**WRITTEN INSTRUCTION:** Please reproduce every one of the rows below word for word, keeping each line in its original order.

[Data records]
· · · · ·

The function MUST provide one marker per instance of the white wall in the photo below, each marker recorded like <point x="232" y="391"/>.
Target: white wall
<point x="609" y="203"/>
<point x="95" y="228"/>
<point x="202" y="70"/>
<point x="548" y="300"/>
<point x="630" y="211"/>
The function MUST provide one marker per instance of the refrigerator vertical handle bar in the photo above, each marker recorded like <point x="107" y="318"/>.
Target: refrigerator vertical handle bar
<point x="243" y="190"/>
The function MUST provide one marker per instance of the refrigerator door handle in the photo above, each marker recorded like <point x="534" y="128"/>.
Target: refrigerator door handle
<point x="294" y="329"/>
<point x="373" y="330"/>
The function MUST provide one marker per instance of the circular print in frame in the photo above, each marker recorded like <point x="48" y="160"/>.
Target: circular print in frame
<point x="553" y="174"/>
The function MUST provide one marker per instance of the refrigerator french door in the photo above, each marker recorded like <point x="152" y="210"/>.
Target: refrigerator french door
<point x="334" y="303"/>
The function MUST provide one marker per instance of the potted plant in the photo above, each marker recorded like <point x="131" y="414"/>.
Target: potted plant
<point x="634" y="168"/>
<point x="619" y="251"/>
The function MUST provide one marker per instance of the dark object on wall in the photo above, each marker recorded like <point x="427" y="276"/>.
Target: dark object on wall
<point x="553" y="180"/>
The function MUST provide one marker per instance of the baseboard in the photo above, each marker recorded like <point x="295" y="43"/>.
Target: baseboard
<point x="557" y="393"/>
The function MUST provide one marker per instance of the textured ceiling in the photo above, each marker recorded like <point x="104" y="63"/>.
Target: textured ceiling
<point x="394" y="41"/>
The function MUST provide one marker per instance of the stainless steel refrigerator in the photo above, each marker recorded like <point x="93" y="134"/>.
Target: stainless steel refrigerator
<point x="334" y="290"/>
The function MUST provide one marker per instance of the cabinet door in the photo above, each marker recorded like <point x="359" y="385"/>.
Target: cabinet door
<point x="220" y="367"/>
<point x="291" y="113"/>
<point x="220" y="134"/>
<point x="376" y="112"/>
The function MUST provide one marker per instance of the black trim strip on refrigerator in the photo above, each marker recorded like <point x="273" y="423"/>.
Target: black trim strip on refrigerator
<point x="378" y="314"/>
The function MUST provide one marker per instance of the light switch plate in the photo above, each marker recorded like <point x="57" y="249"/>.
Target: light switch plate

· · · · ·

**RESULT OF THE EXERCISE:**
The function MUST provide one marker per instance of the white wall in the photo below, each marker recorded like <point x="232" y="391"/>.
Target: white wall
<point x="609" y="203"/>
<point x="95" y="228"/>
<point x="202" y="70"/>
<point x="548" y="300"/>
<point x="630" y="211"/>
The function MUST provide one marker per instance of the refrigerator vertical handle bar in the photo above, each marker recorded like <point x="107" y="318"/>.
Target: refrigerator vertical handle bar
<point x="243" y="190"/>
The function MUST provide one marker per instance of the refrigerator door handle in the photo above, each marker recorded like <point x="534" y="128"/>.
Target: refrigerator door handle
<point x="294" y="329"/>
<point x="373" y="330"/>
The function MUST provide one marker per instance of the circular print in frame in the photo above, each marker recorded like <point x="48" y="160"/>.
Target: circular print in frame
<point x="553" y="174"/>
The function MUST provide one marker per instance of the refrigerator french door in the photo above, each marker recorded like <point x="152" y="210"/>.
Target: refrigerator french door
<point x="334" y="303"/>
The function MUST provide one marker per instance of the potted plant in the photo above, each marker recorded like <point x="131" y="414"/>.
Target: potted plant
<point x="634" y="168"/>
<point x="619" y="251"/>
The function MUST provide one marker per instance of the dark object on wall in the photo above, each marker recorded like <point x="427" y="276"/>.
Target: dark object on wall
<point x="553" y="180"/>
The function MUST provide one marker per instance of the baseboard in the photo above, each marker recorded like <point x="295" y="43"/>.
Target: baseboard
<point x="557" y="393"/>
The function MUST provide one marker per instance of the textured ceiling in the photo above, each marker recorded like <point x="104" y="63"/>.
Target: textured ceiling
<point x="394" y="41"/>
The function MUST provide one marker per instance of the stainless steel refrigerator in the photo above, each marker recorded like <point x="93" y="134"/>.
Target: stainless steel refrigerator
<point x="334" y="290"/>
The function MUST provide one marker per instance of the cabinet door in the photo above, each marker recorded like <point x="359" y="385"/>.
Target: cabinet door
<point x="220" y="367"/>
<point x="291" y="113"/>
<point x="220" y="134"/>
<point x="376" y="112"/>
The function MUST provide one marker per instance of the black trim strip on refrigerator in the photo above, each marker recorded like <point x="273" y="423"/>.
Target: black trim strip on refrigerator
<point x="378" y="314"/>
The function MUST provide one marker per instance of the light switch plate in the photo above, each marker recorded like <point x="57" y="249"/>.
Target: light switch plate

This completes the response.